→ TASK INSTRUCTIONS
Copy out exactly the lines from the one containing "Each instance of the microphone" to the last line of the records below, both included, and leave out any pictures.

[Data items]
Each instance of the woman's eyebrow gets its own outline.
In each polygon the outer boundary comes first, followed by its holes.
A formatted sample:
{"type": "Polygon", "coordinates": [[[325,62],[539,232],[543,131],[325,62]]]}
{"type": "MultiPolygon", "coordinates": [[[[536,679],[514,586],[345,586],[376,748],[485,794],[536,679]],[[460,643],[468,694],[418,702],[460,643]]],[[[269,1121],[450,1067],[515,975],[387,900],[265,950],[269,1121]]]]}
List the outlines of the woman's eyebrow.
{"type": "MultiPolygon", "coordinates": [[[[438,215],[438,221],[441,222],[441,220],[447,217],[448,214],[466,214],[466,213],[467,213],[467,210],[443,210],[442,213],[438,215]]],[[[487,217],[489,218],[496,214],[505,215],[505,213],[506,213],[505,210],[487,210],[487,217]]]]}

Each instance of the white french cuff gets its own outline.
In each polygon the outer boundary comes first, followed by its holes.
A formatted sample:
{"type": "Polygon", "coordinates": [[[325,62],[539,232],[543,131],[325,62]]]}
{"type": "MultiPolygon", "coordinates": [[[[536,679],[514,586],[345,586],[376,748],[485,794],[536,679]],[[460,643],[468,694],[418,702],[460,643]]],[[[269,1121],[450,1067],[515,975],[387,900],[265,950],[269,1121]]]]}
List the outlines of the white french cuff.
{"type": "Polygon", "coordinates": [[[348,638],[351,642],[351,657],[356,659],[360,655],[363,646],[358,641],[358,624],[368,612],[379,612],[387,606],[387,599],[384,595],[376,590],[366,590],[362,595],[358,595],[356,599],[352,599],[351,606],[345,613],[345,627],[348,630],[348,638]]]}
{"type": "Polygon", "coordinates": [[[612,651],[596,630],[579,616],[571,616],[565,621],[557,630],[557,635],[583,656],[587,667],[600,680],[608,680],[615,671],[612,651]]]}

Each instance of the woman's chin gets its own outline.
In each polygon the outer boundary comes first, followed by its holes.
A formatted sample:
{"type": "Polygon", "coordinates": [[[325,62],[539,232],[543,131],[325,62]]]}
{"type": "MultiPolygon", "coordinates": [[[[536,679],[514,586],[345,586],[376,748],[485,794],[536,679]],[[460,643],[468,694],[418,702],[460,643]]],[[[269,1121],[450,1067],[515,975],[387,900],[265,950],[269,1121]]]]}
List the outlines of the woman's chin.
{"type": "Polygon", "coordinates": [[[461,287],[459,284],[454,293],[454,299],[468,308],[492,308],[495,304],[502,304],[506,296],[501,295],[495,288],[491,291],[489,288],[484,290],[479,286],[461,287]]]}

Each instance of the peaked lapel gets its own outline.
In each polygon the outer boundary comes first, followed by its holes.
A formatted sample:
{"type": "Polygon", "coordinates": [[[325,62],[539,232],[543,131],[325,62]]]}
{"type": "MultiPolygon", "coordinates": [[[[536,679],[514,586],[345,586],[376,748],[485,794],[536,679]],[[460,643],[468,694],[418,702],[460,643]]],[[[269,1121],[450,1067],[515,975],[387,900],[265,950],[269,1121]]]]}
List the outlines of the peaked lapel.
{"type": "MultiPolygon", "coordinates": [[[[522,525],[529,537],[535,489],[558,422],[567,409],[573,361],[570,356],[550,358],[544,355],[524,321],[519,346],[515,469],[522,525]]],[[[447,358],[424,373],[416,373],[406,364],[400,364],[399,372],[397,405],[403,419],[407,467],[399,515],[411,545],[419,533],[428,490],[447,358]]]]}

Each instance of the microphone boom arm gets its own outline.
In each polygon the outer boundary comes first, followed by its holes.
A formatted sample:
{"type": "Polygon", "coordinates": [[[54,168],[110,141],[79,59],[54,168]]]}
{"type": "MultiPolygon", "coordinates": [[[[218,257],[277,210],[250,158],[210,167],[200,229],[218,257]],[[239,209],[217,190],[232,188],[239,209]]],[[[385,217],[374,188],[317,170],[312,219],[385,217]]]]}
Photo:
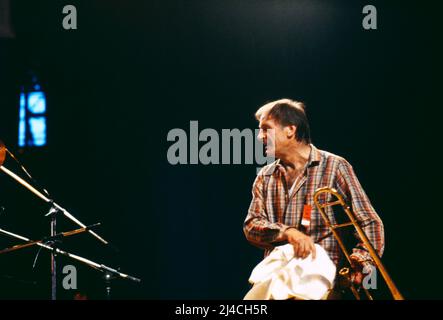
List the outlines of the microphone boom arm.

→ RESPONSE
Each instance of the microphone boom arm gets its own outline.
In each polygon the outer boundary comes first, followed by its holes.
A formatted sample:
{"type": "Polygon", "coordinates": [[[54,168],[110,141],[79,59],[54,168]]]}
{"type": "MultiPolygon", "coordinates": [[[[218,257],[277,210],[250,158],[210,167],[200,229],[218,257]],[[239,209],[217,190],[232,188],[239,209]]],[[[385,217],[374,188],[317,170],[312,219],[385,217]]]]}
Photo:
List the outlines of the microphone boom arm.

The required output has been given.